EXTRACT PROVIDED:
Medicare refunds plan in waiting room
Author: Julian Bajkowski
Date: 14/03/2007
The Financial Review, Page: 50

A project to make $10 billion in Medicare refunds available electronically through the Eftpos network by the middle of 2007 has stalled after the government conceded the Commonwealth Bank of Australia was the only major institution to have signed up.

Launched by Prime Minister John Howard in April 2006, the Medicare e-claiming scheme was hailed by the government as a showcase effort in the reduction of red tape facing citizens.

Medicare is regarded as a technological dinosaur because it still requires customers to manually submit paper claim forms to a network of 238 retail branches - a process estimated to cost between $3.50 and $10 a transaction.

The government has offered banks 23? a transaction to outsource the work, nearly five times the present Reserve Bank of Australia regulated interchange fee ceiling of 5? per inter-bank transaction.

Two banks that had previously expressed interest in becoming providers of electronic Medicare claiming are the National Australia Bank and Westpac. Transaction outsourcer First Data International, which owns the Cashcard brand and provides transaction processing services to Westpac and the Bank of Western Australia, has indicated it will not bid for the Medicare work.

Sources familiar with the negotiations yesterday described progress as slow and said it was unlikely a major bank other than the CBA would have an electronic Medicare claiming system ready to offer merchants by the middle of the year.

Medicare had previously sought to build its own financial transaction network, a proposal that was rejected by then human services minister Joe Hockey on the grounds it duplicated existing infrastructure that could be more cheaply supplied by banks.

The government sought to put a brave face on the lack of progress yesterday and said it expected to hold more talks with major institutions this week.

STUDY MATERIAL:
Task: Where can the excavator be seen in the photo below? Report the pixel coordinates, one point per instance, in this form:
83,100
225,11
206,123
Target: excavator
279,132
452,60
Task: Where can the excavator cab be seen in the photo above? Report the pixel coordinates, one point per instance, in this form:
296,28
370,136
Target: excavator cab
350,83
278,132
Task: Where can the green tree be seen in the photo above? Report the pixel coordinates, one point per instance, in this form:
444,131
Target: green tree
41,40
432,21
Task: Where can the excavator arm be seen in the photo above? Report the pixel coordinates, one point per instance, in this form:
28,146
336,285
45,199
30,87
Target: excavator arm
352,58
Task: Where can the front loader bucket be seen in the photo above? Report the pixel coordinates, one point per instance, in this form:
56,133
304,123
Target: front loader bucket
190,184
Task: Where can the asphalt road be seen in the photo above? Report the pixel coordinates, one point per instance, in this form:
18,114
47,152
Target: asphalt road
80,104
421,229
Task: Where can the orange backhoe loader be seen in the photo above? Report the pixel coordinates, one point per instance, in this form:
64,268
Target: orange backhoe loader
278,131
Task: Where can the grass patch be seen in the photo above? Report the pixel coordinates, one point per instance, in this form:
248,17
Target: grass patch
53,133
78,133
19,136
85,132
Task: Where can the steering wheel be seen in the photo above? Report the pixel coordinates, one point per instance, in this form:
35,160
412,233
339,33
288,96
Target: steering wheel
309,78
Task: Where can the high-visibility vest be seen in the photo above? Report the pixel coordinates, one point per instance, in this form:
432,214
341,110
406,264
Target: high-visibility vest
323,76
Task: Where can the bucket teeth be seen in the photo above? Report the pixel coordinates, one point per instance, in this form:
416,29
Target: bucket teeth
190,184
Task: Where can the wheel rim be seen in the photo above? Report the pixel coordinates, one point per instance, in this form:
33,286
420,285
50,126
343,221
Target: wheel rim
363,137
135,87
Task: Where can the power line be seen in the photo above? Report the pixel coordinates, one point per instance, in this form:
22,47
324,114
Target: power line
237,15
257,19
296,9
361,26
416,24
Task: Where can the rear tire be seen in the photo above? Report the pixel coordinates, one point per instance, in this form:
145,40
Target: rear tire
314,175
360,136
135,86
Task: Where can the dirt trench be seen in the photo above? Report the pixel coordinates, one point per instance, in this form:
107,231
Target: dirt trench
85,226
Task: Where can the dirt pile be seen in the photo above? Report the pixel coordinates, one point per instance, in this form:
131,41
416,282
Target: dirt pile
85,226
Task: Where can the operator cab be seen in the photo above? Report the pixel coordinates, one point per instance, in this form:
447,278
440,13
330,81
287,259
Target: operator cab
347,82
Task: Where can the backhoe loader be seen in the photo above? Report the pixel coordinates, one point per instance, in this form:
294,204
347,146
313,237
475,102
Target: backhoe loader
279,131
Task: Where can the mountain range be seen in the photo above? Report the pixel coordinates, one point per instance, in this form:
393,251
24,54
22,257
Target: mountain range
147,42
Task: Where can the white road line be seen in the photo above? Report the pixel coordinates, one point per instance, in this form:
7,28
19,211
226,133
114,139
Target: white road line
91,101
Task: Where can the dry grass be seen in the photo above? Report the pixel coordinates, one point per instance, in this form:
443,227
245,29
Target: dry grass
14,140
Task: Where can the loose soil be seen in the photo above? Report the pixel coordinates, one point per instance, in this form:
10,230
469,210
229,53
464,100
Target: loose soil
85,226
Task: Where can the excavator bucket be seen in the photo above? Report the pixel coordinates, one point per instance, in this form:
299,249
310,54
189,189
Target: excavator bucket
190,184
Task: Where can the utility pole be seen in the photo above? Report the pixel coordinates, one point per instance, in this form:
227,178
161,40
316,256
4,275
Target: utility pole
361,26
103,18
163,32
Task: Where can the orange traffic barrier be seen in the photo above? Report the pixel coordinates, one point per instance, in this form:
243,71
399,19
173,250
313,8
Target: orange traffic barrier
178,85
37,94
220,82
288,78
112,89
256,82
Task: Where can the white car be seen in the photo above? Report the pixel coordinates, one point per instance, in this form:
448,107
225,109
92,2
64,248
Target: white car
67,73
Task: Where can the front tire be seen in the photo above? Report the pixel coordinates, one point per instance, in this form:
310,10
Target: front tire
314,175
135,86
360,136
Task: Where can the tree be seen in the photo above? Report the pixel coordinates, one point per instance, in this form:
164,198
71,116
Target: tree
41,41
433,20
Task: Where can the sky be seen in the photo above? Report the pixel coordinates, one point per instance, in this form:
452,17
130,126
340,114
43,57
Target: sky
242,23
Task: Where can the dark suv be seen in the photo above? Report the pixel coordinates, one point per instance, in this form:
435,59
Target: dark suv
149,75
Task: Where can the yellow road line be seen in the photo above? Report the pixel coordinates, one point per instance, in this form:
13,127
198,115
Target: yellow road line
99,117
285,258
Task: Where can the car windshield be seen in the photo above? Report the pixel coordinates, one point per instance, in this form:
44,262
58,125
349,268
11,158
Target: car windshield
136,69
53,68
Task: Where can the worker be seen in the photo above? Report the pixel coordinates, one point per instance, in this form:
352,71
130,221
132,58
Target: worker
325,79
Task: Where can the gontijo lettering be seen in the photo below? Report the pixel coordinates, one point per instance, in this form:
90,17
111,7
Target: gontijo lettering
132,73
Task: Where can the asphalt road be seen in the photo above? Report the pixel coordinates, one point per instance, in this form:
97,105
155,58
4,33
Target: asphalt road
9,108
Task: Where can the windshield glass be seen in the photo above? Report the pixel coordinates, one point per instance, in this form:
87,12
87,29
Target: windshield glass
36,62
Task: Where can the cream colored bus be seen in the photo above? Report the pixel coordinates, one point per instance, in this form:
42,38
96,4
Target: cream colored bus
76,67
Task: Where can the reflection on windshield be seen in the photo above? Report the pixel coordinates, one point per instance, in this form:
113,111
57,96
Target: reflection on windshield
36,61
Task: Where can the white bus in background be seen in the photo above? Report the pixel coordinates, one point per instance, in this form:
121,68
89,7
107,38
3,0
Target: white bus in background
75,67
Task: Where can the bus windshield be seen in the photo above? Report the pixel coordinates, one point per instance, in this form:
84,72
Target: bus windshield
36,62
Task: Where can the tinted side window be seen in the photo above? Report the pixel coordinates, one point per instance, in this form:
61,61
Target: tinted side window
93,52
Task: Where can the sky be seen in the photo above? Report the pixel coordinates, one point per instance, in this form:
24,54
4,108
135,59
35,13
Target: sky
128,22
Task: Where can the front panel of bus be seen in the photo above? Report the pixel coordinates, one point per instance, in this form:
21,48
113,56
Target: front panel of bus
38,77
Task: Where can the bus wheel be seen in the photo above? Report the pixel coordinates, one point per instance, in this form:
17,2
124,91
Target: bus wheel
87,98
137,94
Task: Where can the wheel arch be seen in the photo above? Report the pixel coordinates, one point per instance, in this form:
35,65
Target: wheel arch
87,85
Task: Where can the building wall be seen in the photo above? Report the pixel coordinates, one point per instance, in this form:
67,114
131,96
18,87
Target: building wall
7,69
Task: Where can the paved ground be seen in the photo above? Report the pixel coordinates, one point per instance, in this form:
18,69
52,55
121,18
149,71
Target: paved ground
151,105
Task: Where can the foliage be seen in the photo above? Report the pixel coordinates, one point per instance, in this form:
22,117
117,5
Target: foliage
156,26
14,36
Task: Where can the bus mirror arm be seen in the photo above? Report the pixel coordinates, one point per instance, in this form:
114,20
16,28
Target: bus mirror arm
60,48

WHAT TO DO:
a - List every bank named in the Medicare refunds article.
b - Resume the Medicare refunds article, picking up right after its final sentence.
The data comes from a separate source and is not part of the Medicare refunds article.

ANSWERS PER TASK:
a - Commonwealth Bank of Australia, National Australia Bank, Westpac, Bank of Western Australia, Reserve Bank of Australia

b -
"E-claiming is being rolled out in the second half of 2007," a spokesman for Human Services Minister Chris Ellison said. "Discussions are continuing with other banks and we are optimistic they will join this initiative."

The spokesman said postal paper-based claims now took two weeks to process while email-based claims with supporting paperwork took up to eight days. Those preferring cash over the 17 million cheques issued annually must now visit a Medicare branch.

Ironically, the lack of tangible interest from major banks in the Medicare claiming scheme has boosted the confidence of smaller non-bank financial services players bidding for the work.

The chief executive of local financial services technology developer MoneySwitch, Jost Stollmann, said his company was more than happy to provide services to doctors where banks were not.

Mr Stollman said primary health providers were becoming more demanding of their point-of-sale services and now expected such services to be fully integrated with practice management software used by doctors - a service banks are yet to provide.

KEY POINTS

* Postal paper-based Medicare claims now take two weeks to process.

* Email-based claims with supporting paperwork take up to eight days.